● 所给记录
^^^^
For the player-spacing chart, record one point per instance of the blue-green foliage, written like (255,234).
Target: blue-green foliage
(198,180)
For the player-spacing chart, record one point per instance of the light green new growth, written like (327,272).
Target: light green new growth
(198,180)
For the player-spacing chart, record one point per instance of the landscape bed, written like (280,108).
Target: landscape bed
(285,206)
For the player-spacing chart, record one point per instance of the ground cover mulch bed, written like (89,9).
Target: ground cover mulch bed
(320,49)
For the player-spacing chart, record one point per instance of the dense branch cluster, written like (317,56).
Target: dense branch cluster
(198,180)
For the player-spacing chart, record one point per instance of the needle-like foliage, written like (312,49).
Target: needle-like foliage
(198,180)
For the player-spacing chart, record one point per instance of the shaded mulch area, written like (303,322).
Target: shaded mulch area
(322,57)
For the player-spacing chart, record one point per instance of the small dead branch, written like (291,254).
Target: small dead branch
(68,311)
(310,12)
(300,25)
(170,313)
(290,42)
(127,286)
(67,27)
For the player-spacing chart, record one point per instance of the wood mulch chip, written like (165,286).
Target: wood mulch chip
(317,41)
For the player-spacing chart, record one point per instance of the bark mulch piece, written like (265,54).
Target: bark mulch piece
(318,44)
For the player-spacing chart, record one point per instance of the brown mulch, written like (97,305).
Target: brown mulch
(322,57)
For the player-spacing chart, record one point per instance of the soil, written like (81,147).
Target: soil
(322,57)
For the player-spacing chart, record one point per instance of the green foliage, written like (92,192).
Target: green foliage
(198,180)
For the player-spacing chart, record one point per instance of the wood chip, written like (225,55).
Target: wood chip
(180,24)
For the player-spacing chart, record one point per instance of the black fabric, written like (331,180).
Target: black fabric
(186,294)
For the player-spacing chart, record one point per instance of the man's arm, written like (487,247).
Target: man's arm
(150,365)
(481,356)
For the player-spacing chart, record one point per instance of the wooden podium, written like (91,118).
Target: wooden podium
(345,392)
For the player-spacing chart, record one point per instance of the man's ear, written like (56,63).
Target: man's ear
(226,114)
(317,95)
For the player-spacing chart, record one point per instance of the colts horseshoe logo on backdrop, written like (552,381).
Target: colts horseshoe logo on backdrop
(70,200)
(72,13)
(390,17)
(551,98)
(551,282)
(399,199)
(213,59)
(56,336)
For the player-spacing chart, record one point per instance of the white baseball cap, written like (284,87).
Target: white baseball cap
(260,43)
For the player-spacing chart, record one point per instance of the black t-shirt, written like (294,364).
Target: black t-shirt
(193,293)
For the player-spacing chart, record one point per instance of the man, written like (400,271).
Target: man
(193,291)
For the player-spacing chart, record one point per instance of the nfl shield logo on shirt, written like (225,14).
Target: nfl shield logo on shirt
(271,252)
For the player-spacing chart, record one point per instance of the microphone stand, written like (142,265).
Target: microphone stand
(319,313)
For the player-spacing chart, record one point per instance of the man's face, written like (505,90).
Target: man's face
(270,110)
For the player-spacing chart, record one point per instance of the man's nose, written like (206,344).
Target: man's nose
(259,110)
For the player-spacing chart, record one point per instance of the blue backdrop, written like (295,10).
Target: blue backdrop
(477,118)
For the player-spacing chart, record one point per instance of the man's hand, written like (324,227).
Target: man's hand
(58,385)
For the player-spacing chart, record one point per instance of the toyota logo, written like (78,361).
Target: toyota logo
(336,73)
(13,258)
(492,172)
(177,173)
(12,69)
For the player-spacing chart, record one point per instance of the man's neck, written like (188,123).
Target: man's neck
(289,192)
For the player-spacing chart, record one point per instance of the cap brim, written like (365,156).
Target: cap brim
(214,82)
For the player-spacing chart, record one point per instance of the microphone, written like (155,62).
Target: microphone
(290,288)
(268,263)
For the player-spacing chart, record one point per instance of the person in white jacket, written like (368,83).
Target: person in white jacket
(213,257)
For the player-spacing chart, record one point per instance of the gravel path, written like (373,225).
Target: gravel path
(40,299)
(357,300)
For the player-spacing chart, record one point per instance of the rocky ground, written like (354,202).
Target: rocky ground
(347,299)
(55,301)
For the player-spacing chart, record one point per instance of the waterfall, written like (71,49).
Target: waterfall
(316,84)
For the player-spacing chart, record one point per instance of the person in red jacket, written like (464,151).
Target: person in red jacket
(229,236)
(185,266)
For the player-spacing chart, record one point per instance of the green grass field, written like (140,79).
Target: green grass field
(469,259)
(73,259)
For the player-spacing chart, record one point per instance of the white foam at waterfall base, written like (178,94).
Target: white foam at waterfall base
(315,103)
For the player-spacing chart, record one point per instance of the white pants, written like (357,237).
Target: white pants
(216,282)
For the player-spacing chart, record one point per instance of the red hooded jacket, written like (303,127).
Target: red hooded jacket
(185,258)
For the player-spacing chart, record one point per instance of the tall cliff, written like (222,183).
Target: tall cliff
^^^^
● 待做任务
把上面所有记录原样抄写一遍，一字不改。

● 任务答案
For the player-spacing chart, record one point per instance of the blue-green foliage, written like (255,234).
Target: blue-green foliage
(198,180)
For the player-spacing chart, record one point per instance of the light green new growth, written like (327,272).
Target: light green new growth
(198,180)
For the player-spacing chart, record one point per instance of the landscape bed, written like (280,108).
Target: landscape bed
(285,206)
For the player-spacing chart, record one point per instance of the ground cover mulch bed, written like (89,9).
Target: ground cover mulch bed
(320,49)
For the player-spacing chart, record one point per instance of the dense branch cluster, written like (317,56).
Target: dense branch cluster
(198,180)
For the player-spacing chart, record one point per instance of the needle-like foliage, written like (312,49).
Target: needle-like foliage
(198,180)
For the player-spacing chart, record one point per instance of the shaded mulch area, written like (303,322).
Target: shaded mulch area
(322,57)
For the player-spacing chart, record one point per instance of the small dead branch, written like (291,254).
Target: small dead branch
(68,311)
(310,12)
(300,25)
(170,313)
(290,42)
(127,286)
(67,27)
For the player-spacing chart, record one point per instance of the wood mulch chip, written like (165,286).
Target: wood mulch chip
(317,41)
For the player-spacing chart, record one point per instance of the bark mulch piece, written like (265,54).
Target: bark mulch piece
(318,44)
For the player-spacing chart, record one point per instance of the brown mulch, written like (97,305).
Target: brown mulch
(322,57)
For the player-spacing chart, record one point per instance of the soil, written like (81,147).
Target: soil
(322,57)
For the player-spacing chart, record one point per instance of the green foliage, written like (92,192).
Target: green foliage
(198,180)
For the player-spacing chart, record one point per instance of the wood chip, written like (225,55).
Target: wood chip
(180,24)
For the player-spacing chart, record one point per instance of the black fabric, written like (331,180).
Target: black fabric
(186,294)
For the player-spacing chart, record one point per instance of the man's arm, written like (487,247).
Target: man's arm
(150,365)
(481,356)
For the player-spacing chart, record one point per instance of the wooden podium, written like (91,118).
Target: wooden podium
(345,392)
For the player-spacing chart, record one point per instance of the man's ear, written like (56,63).
Target: man's ear
(226,114)
(317,95)
For the player-spacing chart, record one point per instance of the colts horseshoe logo on backdrop, written like (552,381).
Target: colts horseshoe logo on backdrop
(70,200)
(72,13)
(390,17)
(551,98)
(551,282)
(399,199)
(213,59)
(56,336)
For the player-spacing chart, record one point per instance of the white baseball cap, written like (284,87).
Target: white baseball cap
(260,43)
For the player-spacing chart, record one point per instance of the black t-shirt, written like (294,364).
Target: black t-shirt
(193,293)
For the player-spacing chart, record one point per instance of the man, written like (400,271).
Target: man
(193,291)
For the player-spacing chart, record one point per instance of the nfl shield logo on shirt, written like (225,14).
Target: nfl shield logo on shirt
(271,252)
For the player-spacing chart, record one point per instance of the microphone stand, written like (142,265).
Target: microphone stand
(319,313)
For the player-spacing chart, record one point per instance of the man's face, written like (505,90).
Target: man's face
(270,110)
For the player-spacing chart, record one point per instance of the man's nose, written like (206,344).
Target: man's nose
(259,110)
For the player-spacing chart, record one point per instance of the blue backdrop, written like (295,10).
Target: blue backdrop
(477,118)
For the player-spacing chart, record one point per instance of the man's hand, written like (324,227).
Target: man's hand
(58,385)
For the player-spacing chart, record one point per instance of the toyota logo, written like (78,361).
Target: toyota logo
(336,73)
(13,258)
(492,172)
(177,173)
(12,69)
For the player-spacing chart, record one point per instance of the man's neck, written like (188,123).
Target: man's neck
(289,192)
For the player-spacing chart, record one point per instance of the cap brim, written like (365,156).
Target: cap brim
(214,82)
For the player-spacing chart, record one point per instance of the microphone, written like (155,62).
Target: microphone
(290,288)
(268,263)
For the player-spacing chart, record one point per instance of the person in white jacket, written like (368,83).
Target: person in white jacket
(213,257)
For the player-spacing chart, record one point per instance of the gravel path, written like (373,225).
Target: gravel path
(40,299)
(357,300)
For the player-spacing chart, record one point per instance of the rocky ground, written like (354,202).
Target: rocky ground
(347,299)
(55,301)
For the player-spacing chart, record one point per instance of the waterfall, written like (71,49).
Target: waterfall
(316,84)
For the player-spacing chart, record one point per instance of the person in red jacket, written like (464,151).
Target: person in red jacket
(229,236)
(185,266)
For the player-spacing chart, record one point per instance of the green grass field, written like (140,79).
Target: green grass field
(469,259)
(73,259)
For the player-spacing chart, record one point per instance of the white foam at waterfall base, written like (178,94).
Target: white foam at waterfall base
(315,103)
For the player-spacing chart, record one point per instance of the white pants, written like (357,237).
Target: white pants
(216,282)
For the player-spacing chart, record one point per instance of the red hooded jacket, written like (303,127).
Target: red hooded jacket
(185,258)
For the player-spacing chart, record one point per instance of the tall cliff, written like (222,183).
Target: tall cliff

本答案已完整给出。